*** Opening Passage for review ***

Location
- 1875 Park Boulevard Camden, Camden County, New Jersey 08104 United States
- 39°56′02″N 75°05′50″W﻿ / ﻿39.933815°N 75.09735°W

Information
- Type: Public high school
- Motto: Educating Camden's Students One at a Time
- Established: 2005
- School district: Camden City School District
- NCES School ID: 340264000579
- Principal: Timothy L. Jenkins
- Faculty: 18.5 FTEs
- Grades: 9-12
- Enrollment: 150 (as of 2024–25)
- Student to teacher ratio: 8.1:1
- Team name: Trailblazers
- Website: camdencityschools.org/bpla/

= Camden Big Picture Learning Academy =

High school in Camden County, New Jersey, US

Camden Big Picture Learning Academy (formerly MetEast High School) is a four-year public high school in the City of Camden, in Camden County, in the U.S. state of New Jersey, serving students in ninth through twelfth grades as part of the Camden City School District. The school opened in 2005 in conjunction with Big Picture Learning as an effort to prepare students for success in college through greater community involvement and mentoring.

As of the 2024–25 school year, the school had an enrollment of 150 students and 18.5 classroom teachers (on an FTE basis), for a student–teacher ratio of 8.1:1. There were 74 students (49.3% of enrollment) eligible for free lunch and none eligible for reduced-cost lunch.

==History==
Starting in the 2021–22 school year, the high school moved into a new $133 million building on Park Boulevard that it shares with Brimm Medical Arts High School and Creative Arts Academy.

==Awards, recognition and rankings==
The school was the 285th-ranked public high school in New Jersey out of 328 schools statewide in New Jersey Monthly magazine's September 2012 cover story on the state's "Top Public High Schools", after being ranked 211th in 2010 out of 322 schools listed.

==Administration==
The school's principal is Timothy L. Jenkins.

==Notable alumni==
- Brad Hawkins (born 1998), American football safety, who played for the New England Patriots of the National Football League.

*** Closing Passage for review ***

What this exercise asks:
a) According to the school profile, which two schools share the Park Boulevard building with Camden Big Picture Learning Academy?
b) Reproduce the part of the school profile that opens with the words containing "- Student to" and closes with "for reduced-cost lunch.".
The rows that follow are not needed.

*** Opening Data for analysis ***

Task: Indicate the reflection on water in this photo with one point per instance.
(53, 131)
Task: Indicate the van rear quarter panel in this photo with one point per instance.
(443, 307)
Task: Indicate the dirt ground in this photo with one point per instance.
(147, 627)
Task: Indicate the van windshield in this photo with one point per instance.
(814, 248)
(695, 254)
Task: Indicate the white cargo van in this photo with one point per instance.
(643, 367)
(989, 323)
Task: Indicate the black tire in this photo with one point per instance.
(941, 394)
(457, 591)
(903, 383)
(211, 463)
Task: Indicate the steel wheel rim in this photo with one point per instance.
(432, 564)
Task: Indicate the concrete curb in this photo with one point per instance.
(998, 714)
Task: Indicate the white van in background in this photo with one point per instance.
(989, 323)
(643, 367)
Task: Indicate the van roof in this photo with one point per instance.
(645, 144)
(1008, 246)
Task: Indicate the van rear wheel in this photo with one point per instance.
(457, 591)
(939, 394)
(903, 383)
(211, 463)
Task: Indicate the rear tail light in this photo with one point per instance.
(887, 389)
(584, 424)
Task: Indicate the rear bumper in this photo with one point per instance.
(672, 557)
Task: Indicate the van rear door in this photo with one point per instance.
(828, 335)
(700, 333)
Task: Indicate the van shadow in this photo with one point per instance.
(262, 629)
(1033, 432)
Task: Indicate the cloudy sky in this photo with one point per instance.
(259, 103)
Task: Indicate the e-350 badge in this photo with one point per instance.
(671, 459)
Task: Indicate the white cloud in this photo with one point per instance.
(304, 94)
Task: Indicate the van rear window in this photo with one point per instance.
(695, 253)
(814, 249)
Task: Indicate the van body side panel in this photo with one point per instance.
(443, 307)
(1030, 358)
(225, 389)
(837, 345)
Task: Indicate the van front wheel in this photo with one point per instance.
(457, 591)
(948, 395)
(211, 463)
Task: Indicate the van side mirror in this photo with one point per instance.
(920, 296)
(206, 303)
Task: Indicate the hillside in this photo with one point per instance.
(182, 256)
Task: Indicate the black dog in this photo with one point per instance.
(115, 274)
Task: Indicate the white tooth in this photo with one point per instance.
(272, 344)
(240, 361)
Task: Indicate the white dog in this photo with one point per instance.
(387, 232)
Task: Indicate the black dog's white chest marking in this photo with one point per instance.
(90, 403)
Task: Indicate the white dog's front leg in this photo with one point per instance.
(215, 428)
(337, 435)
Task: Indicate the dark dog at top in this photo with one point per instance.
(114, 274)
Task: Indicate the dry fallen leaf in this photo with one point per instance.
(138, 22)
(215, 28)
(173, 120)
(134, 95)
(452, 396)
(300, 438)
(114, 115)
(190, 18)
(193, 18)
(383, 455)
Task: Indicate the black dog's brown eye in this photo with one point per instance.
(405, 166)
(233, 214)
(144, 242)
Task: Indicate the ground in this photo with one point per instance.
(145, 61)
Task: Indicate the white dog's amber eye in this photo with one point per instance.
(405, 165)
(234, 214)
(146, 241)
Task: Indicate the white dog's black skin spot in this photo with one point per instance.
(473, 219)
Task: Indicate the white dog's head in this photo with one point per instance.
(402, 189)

*** Closing Data for analysis ***

Responses for each task:
a) Brimm Medical Arts High School and Creative Arts Academy.

b)
- Student to teacher ratio: 8.1:1
- Team name: Trailblazers
- Website: camdencityschools.org/bpla/

= Camden Big Picture Learning Academy =

High school in Camden County, New Jersey, US

Camden Big Picture Learning Academy (formerly MetEast High School) is a four-year public high school in the City of Camden, in Camden County, in the U.S. state of New Jersey, serving students in ninth through twelfth grades as part of the Camden City School District. The school opened in 2005 in conjunction with Big Picture Learning as an effort to prepare students for success in college through greater community involvement and mentoring.

As of the 2024–25 school year, the school had an enrollment of 150 students and 18.5 classroom teachers (on an FTE basis), for a student–teacher ratio of 8.1:1. There were 74 students (49.3% of enrollment) eligible for free lunch and none eligible for reduced-cost lunch.